■ **EXERCISE BRIEF**
Lay out every line of the records below as a numbered list, leaving out any blank lines.

-- Start of DATA PROVIDED --

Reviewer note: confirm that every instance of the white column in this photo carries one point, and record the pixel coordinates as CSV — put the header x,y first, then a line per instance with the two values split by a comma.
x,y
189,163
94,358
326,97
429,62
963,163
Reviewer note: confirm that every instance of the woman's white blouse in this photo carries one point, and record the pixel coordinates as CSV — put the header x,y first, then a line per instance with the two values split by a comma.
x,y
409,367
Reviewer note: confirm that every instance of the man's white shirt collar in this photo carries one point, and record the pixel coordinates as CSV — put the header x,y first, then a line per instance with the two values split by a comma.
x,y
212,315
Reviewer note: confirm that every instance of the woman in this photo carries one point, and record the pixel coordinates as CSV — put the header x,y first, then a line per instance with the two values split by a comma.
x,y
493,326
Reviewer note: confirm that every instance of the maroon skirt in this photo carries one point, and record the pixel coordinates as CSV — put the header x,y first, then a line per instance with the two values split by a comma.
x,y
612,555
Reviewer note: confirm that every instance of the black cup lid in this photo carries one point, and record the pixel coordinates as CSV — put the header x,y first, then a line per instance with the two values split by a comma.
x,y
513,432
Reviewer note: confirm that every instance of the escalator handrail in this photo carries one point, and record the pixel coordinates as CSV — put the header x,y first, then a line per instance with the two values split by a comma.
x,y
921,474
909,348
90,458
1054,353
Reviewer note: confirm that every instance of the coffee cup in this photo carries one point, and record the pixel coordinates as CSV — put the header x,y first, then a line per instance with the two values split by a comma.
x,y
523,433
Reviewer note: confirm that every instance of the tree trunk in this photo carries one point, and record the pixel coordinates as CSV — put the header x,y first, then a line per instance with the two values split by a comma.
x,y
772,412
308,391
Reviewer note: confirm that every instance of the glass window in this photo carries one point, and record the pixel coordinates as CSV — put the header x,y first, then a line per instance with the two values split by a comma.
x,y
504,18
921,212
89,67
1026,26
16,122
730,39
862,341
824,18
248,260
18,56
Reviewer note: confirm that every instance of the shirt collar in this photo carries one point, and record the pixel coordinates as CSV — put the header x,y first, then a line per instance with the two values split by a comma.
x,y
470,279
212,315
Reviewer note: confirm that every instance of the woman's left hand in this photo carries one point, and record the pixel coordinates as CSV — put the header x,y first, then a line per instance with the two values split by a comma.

-- End of DATA PROVIDED --

■ **WORKED ANSWER**
1. Reviewer note: confirm that every instance of the white column in this photo carries one point, and record the pixel coordinates as CSV — put the header x,y first, then a line per instance with the two values split by a comma.
2. x,y
3. 189,163
4. 94,358
5. 326,97
6. 429,62
7. 963,163
8. Reviewer note: confirm that every instance of the woman's white blouse in this photo carries one point, and record the pixel coordinates as CSV — put the header x,y first, then a line per instance with the two values split by a comma.
9. x,y
10. 409,367
11. Reviewer note: confirm that every instance of the man's white shirt collar in this photo carries one point, and record the pixel coordinates as CSV — put the header x,y first, then a line per instance with the two values split by a comma.
12. x,y
13. 212,315
14. Reviewer note: confirm that every instance of the woman in this photo carries one point, and record the pixel coordinates as CSV — put the header x,y first, then a line per instance with the two values split by a comma.
15. x,y
16. 493,326
17. Reviewer note: confirm that every instance of the maroon skirt in this photo carries one point, and record the pixel coordinates as CSV — put the header x,y first, then a line per instance with the two values split by a comma.
18. x,y
19. 612,555
20. Reviewer note: confirm that every instance of the black cup lid in this photo carries one point, and record the pixel coordinates as CSV — put the header x,y first, then a line per instance with the two values split by a comma.
21. x,y
22. 513,432
23. Reviewer note: confirm that every instance of the escalator handrail in this photo carries one point, and record the pixel coordinates as CSV — put the header x,y first, then a line per instance with the two values split by a comma.
24. x,y
25. 921,474
26. 909,348
27. 90,458
28. 1054,353
29. Reviewer note: confirm that every instance of the coffee cup in this photo carries one point, and record the pixel coordinates as CSV — put the header x,y first, then a line per instance with the two values split by a comma.
30. x,y
31. 523,433
32. Reviewer note: confirm that every instance of the tree trunk in this photo carries one point, and record the pixel coordinates as CSV — put the header x,y first, then a line per instance with the two values split by a comma.
33. x,y
34. 772,412
35. 308,391
36. Reviewer note: confirm that every instance of the glass window in this photo carries one point, and record the pixel coordinates as CSV — put the header x,y first, then a line per instance with the two values split by a comma.
37. x,y
38. 504,18
39. 921,212
40. 89,67
41. 1026,26
42. 16,122
43. 730,39
44. 862,341
45. 824,18
46. 248,260
47. 18,56
48. Reviewer note: confirm that every instance of the shirt collar in this photo carries one point, and record the pixel coordinates as CSV — put the header x,y first, then a line per instance with the two values split by a comma.
49. x,y
50. 470,279
51. 212,315
52. Reviewer note: confirm that every instance of the woman's left hand in this photo carries one point, and record the pixel coordinates as CSV — put the header x,y first, then a line per instance with the two values split by a comma.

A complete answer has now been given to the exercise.